What is needed here is an exact repetition of the records below, beginning at the line that has "the carved capital." and stopping after the line that has "the stone threshold.".

==== DATA TO USE ====

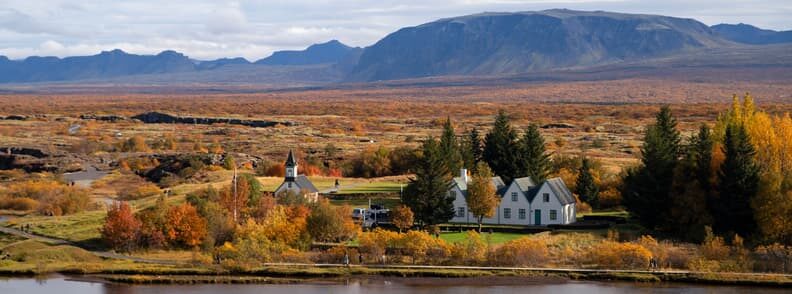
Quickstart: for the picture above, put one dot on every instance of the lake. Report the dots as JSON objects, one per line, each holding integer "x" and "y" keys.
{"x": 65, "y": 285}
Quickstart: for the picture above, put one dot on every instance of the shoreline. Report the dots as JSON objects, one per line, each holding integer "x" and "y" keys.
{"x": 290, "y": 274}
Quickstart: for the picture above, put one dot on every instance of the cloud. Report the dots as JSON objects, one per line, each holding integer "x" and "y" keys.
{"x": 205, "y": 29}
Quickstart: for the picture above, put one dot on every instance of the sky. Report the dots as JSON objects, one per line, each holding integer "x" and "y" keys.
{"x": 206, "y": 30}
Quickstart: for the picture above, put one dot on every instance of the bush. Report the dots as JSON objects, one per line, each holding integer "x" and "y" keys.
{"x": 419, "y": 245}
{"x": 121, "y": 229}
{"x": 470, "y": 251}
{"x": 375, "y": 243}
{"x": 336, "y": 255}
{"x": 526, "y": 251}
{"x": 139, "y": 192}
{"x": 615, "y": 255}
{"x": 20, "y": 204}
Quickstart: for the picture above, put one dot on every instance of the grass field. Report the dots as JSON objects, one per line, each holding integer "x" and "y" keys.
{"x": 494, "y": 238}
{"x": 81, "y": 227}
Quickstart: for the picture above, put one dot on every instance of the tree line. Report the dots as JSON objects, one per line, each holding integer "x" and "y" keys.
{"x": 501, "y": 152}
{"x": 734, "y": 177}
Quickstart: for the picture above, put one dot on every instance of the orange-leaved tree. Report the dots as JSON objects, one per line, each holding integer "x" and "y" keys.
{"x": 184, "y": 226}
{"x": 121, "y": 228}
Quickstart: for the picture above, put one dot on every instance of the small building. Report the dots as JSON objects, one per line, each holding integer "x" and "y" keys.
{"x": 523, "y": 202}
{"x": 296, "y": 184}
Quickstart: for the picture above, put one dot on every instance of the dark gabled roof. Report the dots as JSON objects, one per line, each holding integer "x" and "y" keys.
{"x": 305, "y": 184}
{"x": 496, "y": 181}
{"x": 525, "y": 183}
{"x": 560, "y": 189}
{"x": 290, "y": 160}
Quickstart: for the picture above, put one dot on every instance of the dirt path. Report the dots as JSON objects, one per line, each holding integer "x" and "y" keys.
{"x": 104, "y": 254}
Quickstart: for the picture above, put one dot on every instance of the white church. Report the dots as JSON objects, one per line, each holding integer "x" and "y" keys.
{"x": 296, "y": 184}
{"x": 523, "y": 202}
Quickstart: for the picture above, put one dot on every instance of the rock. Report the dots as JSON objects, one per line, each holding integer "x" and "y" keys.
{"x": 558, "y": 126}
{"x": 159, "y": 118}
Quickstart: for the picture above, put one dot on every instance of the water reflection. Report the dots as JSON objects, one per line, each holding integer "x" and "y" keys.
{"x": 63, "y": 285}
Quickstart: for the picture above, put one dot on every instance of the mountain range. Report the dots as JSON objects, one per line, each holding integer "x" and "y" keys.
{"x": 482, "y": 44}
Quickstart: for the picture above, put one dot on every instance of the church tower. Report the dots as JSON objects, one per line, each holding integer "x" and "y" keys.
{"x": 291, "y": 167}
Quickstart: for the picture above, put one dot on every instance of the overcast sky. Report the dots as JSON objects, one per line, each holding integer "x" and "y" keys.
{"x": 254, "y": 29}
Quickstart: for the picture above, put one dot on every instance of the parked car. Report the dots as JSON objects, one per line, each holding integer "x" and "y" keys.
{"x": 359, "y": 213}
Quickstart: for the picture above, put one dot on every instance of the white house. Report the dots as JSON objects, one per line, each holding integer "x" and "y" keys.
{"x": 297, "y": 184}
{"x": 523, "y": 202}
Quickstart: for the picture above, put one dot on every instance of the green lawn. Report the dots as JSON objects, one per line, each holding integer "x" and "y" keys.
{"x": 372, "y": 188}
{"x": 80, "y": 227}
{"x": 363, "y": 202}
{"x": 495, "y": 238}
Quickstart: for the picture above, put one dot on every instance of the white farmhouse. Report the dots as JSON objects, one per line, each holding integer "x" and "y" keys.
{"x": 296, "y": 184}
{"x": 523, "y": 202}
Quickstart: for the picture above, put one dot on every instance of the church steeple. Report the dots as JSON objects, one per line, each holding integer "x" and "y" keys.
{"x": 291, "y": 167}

====
==== DATA TO USE ====

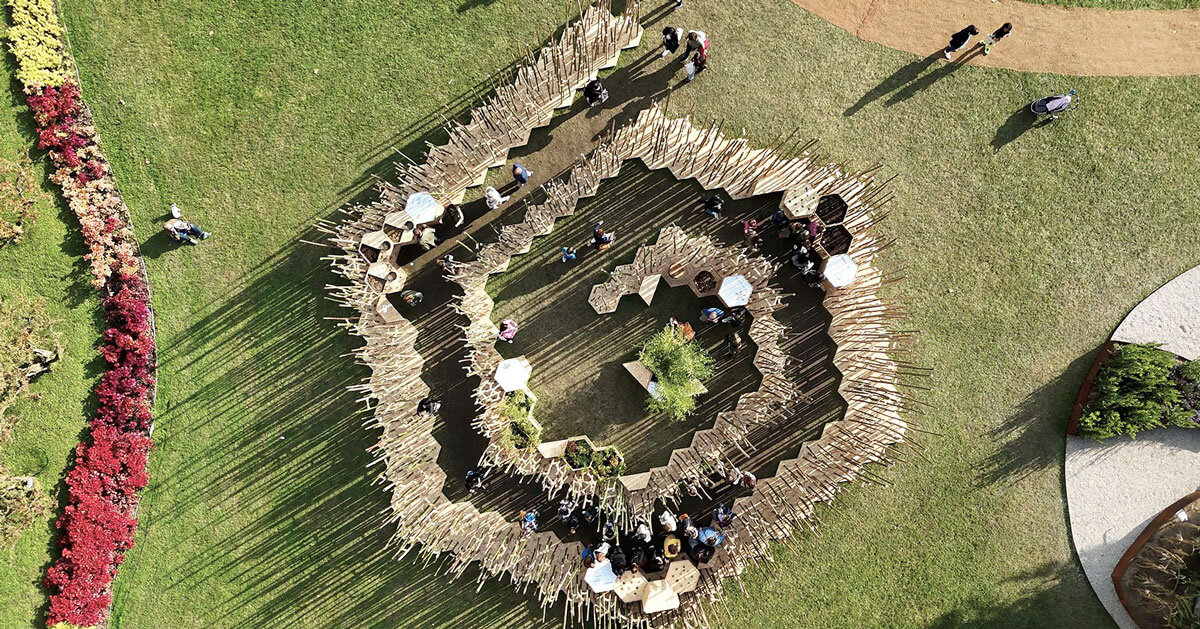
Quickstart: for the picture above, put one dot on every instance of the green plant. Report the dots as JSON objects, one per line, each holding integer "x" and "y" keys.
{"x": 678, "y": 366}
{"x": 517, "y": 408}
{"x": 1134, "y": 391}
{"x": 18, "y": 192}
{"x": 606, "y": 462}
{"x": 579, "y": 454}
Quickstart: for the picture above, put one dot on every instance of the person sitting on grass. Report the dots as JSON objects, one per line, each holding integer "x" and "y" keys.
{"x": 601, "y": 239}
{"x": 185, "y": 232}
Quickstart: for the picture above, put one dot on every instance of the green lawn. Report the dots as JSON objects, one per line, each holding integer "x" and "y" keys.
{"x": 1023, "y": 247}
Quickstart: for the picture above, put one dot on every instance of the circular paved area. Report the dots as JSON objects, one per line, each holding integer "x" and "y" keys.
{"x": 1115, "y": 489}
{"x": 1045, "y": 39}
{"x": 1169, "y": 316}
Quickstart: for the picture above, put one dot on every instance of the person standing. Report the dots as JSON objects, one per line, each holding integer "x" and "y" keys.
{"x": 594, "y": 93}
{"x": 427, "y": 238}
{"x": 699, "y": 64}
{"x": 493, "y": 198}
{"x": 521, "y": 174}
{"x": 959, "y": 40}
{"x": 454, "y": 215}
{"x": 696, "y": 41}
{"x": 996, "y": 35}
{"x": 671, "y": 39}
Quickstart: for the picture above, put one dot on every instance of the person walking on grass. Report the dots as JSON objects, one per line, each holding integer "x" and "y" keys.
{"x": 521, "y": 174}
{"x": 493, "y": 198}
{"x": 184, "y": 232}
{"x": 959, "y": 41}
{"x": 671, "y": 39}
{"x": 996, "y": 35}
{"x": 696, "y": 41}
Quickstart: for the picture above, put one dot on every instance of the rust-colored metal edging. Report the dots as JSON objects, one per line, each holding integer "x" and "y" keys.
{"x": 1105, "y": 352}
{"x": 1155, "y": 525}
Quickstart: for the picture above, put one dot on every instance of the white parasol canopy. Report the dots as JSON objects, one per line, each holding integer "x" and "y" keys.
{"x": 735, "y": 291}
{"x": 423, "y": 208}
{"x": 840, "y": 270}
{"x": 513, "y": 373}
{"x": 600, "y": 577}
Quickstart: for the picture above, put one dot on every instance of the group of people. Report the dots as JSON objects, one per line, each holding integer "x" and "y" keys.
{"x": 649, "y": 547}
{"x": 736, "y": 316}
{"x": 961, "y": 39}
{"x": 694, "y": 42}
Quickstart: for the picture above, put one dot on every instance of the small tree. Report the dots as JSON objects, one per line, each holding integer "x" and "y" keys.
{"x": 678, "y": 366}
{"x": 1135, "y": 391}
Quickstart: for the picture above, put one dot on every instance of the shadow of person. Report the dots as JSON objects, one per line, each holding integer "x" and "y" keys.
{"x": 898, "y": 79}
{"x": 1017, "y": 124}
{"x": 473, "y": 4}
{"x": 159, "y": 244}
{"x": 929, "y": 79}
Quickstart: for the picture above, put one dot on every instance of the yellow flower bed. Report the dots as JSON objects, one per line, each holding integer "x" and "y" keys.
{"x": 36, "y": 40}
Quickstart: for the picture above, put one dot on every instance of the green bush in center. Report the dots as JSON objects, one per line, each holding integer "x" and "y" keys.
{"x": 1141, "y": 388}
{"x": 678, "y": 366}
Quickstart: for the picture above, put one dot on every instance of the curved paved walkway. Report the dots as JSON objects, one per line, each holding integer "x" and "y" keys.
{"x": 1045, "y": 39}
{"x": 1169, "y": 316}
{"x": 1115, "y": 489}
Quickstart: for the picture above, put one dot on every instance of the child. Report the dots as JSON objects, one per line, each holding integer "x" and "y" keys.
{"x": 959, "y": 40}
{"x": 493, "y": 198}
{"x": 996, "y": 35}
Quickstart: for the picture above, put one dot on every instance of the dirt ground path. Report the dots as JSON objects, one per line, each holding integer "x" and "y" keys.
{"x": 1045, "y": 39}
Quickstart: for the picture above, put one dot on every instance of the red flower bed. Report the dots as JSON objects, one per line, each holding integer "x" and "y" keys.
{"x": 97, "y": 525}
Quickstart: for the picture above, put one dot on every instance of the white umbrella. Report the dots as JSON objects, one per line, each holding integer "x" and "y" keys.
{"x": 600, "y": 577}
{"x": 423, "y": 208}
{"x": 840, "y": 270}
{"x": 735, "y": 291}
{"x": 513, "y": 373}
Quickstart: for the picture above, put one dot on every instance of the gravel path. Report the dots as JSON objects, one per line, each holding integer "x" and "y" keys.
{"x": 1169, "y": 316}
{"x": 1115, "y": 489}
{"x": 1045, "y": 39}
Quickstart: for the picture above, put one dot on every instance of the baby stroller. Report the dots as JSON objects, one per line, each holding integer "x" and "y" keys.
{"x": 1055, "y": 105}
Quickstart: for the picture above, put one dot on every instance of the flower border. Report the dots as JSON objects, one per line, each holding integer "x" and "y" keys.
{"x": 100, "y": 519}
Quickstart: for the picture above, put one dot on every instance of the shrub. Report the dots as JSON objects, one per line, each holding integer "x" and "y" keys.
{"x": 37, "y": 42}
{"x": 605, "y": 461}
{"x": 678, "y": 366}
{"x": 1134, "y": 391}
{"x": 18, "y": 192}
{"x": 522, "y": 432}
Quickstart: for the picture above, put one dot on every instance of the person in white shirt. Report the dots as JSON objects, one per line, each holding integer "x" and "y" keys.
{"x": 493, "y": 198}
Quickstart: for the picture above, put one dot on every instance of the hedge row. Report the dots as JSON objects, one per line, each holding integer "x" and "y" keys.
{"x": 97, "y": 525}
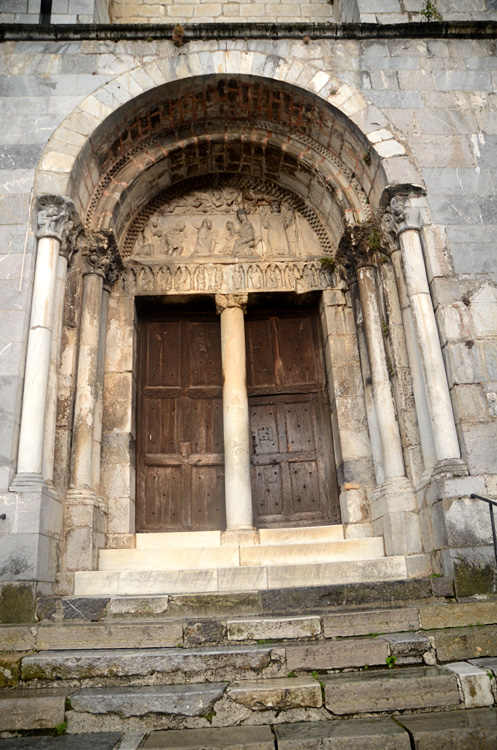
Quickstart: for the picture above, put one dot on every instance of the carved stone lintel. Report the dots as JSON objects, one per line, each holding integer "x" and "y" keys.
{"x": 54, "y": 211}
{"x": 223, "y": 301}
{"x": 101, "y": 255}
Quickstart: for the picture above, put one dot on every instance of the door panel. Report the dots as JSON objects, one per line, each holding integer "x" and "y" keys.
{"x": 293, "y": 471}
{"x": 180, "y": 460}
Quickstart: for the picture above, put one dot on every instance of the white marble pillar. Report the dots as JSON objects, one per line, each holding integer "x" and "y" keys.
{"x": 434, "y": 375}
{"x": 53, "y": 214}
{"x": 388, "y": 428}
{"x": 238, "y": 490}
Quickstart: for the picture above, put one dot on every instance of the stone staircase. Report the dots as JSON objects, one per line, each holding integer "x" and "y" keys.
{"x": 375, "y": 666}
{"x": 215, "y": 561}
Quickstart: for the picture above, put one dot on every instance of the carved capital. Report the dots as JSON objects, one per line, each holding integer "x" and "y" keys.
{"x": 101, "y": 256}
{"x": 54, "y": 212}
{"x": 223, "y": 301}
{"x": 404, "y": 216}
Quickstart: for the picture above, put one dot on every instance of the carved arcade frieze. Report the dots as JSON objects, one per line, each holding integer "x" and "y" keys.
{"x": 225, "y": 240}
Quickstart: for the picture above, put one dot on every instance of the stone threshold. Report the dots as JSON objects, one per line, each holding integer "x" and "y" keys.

====

PROBLEM SOLUTION -
Quickstart: for the picture above, put one dot on every instance of the carved capital. Report the dots as JSON objects, one per line, each holding integer "x" and "y" keys.
{"x": 101, "y": 256}
{"x": 54, "y": 212}
{"x": 223, "y": 301}
{"x": 404, "y": 216}
Quickstart: for the picture above, put one dot on every instance of the carved arcade frieze. Report the dots as JSON objects, one per line, each holding integer "x" and "y" keys.
{"x": 225, "y": 240}
Quickstart: for the picture above, put one dot on every instance of the stone threshold. Report the dots as JSON objects, one per line, each holding integer "x" and "y" keys.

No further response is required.